▶ _The problem_: Copy the records from the line that has "woman with dark hair -> point" through the last line, requests included, and lower every coordinate in the answers by 56.

▶ _Material for the task_:
* BEGIN *
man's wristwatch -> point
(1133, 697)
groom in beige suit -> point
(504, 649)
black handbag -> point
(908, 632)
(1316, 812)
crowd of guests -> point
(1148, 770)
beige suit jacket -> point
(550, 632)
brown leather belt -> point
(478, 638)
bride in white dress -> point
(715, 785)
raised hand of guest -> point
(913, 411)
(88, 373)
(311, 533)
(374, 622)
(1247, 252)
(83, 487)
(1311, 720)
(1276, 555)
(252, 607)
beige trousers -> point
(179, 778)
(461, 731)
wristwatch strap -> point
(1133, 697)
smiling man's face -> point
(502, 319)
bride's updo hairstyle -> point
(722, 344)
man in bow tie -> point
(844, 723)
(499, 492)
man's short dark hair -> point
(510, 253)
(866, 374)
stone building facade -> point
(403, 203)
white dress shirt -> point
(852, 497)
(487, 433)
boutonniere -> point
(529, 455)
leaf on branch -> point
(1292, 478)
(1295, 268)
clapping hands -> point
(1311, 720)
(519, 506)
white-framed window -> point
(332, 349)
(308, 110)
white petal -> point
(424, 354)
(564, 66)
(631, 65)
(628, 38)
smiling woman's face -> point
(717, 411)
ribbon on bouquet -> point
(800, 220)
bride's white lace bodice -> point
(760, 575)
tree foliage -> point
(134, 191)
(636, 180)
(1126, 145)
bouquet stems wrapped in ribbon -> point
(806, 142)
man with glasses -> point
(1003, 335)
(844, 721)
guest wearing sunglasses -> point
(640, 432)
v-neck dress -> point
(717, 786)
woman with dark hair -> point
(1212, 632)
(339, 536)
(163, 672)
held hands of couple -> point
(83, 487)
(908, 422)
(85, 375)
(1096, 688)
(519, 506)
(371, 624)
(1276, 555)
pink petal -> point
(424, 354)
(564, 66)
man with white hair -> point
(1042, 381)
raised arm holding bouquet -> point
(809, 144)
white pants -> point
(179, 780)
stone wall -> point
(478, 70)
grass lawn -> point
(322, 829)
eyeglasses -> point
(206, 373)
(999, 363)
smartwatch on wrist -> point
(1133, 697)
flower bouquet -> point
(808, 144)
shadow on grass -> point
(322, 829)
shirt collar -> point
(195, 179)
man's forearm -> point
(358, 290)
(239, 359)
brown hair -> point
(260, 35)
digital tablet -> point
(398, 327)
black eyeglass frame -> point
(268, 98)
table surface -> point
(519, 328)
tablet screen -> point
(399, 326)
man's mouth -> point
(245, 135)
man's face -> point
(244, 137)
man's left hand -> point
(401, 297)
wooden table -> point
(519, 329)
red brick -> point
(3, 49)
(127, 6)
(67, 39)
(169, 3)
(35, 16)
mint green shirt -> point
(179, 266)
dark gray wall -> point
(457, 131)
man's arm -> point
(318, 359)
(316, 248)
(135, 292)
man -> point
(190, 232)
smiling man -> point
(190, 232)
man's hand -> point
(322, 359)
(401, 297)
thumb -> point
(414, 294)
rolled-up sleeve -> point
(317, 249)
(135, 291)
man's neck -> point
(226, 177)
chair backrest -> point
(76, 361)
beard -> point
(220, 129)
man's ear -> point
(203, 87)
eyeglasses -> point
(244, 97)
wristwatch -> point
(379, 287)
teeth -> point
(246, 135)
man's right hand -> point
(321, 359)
* END *
▶ _Task solution_:
woman with dark hair -> point
(1156, 576)
(283, 480)
(107, 616)
held hands of couple -> point
(27, 431)
(852, 366)
(29, 319)
(1040, 632)
(463, 450)
(315, 568)
(1220, 499)
pink petal -> point
(368, 298)
(508, 10)
man with white hair -> point
(986, 325)
raised arm holding bouquet -> point
(753, 88)
white pants -> point
(123, 724)
stone wall -> point
(422, 14)
grass lawn -> point
(266, 773)
eyeglasses -> point
(150, 317)
(943, 307)
smartwatch on wrist -> point
(1077, 641)
flower bouquet -> point
(752, 88)
shadow on grass -> point
(266, 773)
shirt collar -> point
(139, 123)
man's forearm -> point
(302, 234)
(183, 303)
brown hair -> point
(204, -21)
digital tablet -> point
(342, 271)
black eyeglass frame -> point
(212, 42)
table surface -> point
(463, 272)
tablet screen -> point
(343, 270)
man's mouth -> point
(189, 79)
man's face -> point
(188, 81)
man's left hand -> point
(345, 241)
wooden table -> point
(463, 273)
red brick -> point
(-53, -7)
(71, -50)
(11, -17)
(113, -53)
(-21, -40)
mint green shirt -> point
(123, 210)
dark gray wall -> point
(401, 75)
man's arm -> point
(262, 303)
(260, 192)
(79, 236)
man -> point
(134, 176)
smiling man -> point
(134, 176)
man's hand -> point
(266, 303)
(345, 241)
thumb -> point
(358, 238)
rolled-up sleeve -> point
(261, 193)
(79, 235)
man's neck -> point
(170, 121)
chair backrest -> point
(20, 305)
beard -> point
(164, 73)
man's ear -> point
(147, 31)
eyeglasses -> point
(188, 41)
wristwatch -> point
(323, 231)
teeth -> point
(190, 79)
man's right hand -> point
(265, 303)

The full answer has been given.